◆ 练习题目
1. 请将下方关于通配符模式匹配算法的文本节选中的这句话译成英文:"提出了一种基于Aho-Corasick自动机的AAI(pAttern mAtching with wIldcards) 算法,计算中采用了动态规划思想和有效的修剪技术。"
2. 请接着下方关于通配符模式匹配算法的文本节选往下写。

++++ 文本节选 ++++

计算机工程与应用 ›› 2015, Vol. 51 ›› Issue (15): 43-47.

• 理论研究、研发设计 • 上一篇    下一篇

带可变长度通配符的模式匹配算法

沈  璐1,2,纪  允1,纪冬宝3,李  萍4   

  1. 1.合肥工业大学 计算机与信息学院,合肥 230009
    2.芜湖职业技术学院 电气系,安徽 芜湖 241006
    3.安徽现代电视技术有限公司,合肥 230088
    4.安徽林业职业技术学院 信息与艺术系,合肥 230031
  • 出版日期:2015-08-01 发布日期:2015-08-14

Pattern matching with variable length wildcards

SHEN Lu1,2, JI Yun1, JI Dongbao3, LI Ping4   

  1. 1.School of Computer and Information, Hefei University of Technology, Hefei 230009, China
    2.Department of Electrical Engineering, Wuhu Institute of Technology, Wuhu, Anhui 241006, China
    3.Anhui Modern TV Technology Co., Ltd, Hefei 230088, China
    4.Department of Information and Art, Anhui Vocational and Technical College of Forestry, Hefei 230031, China
  • Online:2015-08-01 Published:2015-08-14

摘要: 针对目前已有的算法在计算带有可变长度通配符的模式在文本中的出现次数问题时,需要的时间是多项式级别,而且受文本长度、模式长度和通配符间距的影响比较大。提出了一种基于Aho-Corasick自动机的AAI(pAttern mAtching with wIldcards) 算法,计算中采用了动态规划思想和有效的修剪技术。AAI算法的时间复杂度和空间复杂度分别为[O(n+m+α)]和[O(m+B)],其中[n]和[m]分别表示文本和模式的长度,[α]是所有子模式在文本中出现的数目,[B]是模式中通配符间距下限的总和。通过真实数据和人工数据的实验结果表明,AAI算法与同类算法相比具备显著的优势。

++++ 数据集记录 ++++

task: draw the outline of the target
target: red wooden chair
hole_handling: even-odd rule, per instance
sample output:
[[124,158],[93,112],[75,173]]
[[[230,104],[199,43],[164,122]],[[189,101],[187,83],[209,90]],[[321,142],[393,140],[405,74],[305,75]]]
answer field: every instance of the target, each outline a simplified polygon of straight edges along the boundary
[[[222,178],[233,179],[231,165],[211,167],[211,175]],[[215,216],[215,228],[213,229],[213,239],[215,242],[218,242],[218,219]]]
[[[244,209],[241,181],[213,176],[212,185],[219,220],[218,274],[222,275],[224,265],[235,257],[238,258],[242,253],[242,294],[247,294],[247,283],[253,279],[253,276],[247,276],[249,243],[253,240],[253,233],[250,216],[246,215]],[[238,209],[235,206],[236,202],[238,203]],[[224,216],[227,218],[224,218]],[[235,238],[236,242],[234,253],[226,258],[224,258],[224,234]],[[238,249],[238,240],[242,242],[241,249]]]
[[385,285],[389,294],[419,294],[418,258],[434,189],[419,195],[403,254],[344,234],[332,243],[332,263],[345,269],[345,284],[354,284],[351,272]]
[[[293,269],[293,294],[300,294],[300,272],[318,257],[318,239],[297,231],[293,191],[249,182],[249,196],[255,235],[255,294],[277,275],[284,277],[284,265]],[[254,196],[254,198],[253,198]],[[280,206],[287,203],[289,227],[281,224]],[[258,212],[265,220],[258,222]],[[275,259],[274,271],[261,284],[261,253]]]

++++
++++ 数据集记录 ++++

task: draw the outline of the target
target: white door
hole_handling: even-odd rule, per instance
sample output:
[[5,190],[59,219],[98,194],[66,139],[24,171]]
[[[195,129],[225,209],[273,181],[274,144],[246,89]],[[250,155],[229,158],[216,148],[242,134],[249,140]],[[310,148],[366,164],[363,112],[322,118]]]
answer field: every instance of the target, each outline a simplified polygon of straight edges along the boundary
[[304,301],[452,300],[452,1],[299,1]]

++++

◆ 逐题答案
1. An AAI (pAttern mAtching with wIldcards) algorithm based on the Aho-Corasick automaton is proposed, which applies the idea of dynamic programming and effective pruning techniques in its computation.

2.
关键词: 模式匹配, 通配符, 动态规划, Aho-Corasick自动机

Abstract: Current works on computing the number of all matches of pattern with variable length wildcards in text need polynomial time, and have been greatly influenced by the length of the text, pattern, and wildcards interval. This paper proposes an algorithm AAI(pAttern mAtching with wIldcards) based on Aho-corasick automaton which adopts dynamic programming and effective pruning strategies. Let n and m be the length of P and T, respectively. The algorithm AAI need time[O(n+m+α)]and space[O(m+B)], where α is the total number of occurrences of the subpatterns in P within S, B is the sum of the lower bonds of the wildcards. Experimental results from different aspects validate that AAI is more stable and effective than other peers on both artificial and real-world data.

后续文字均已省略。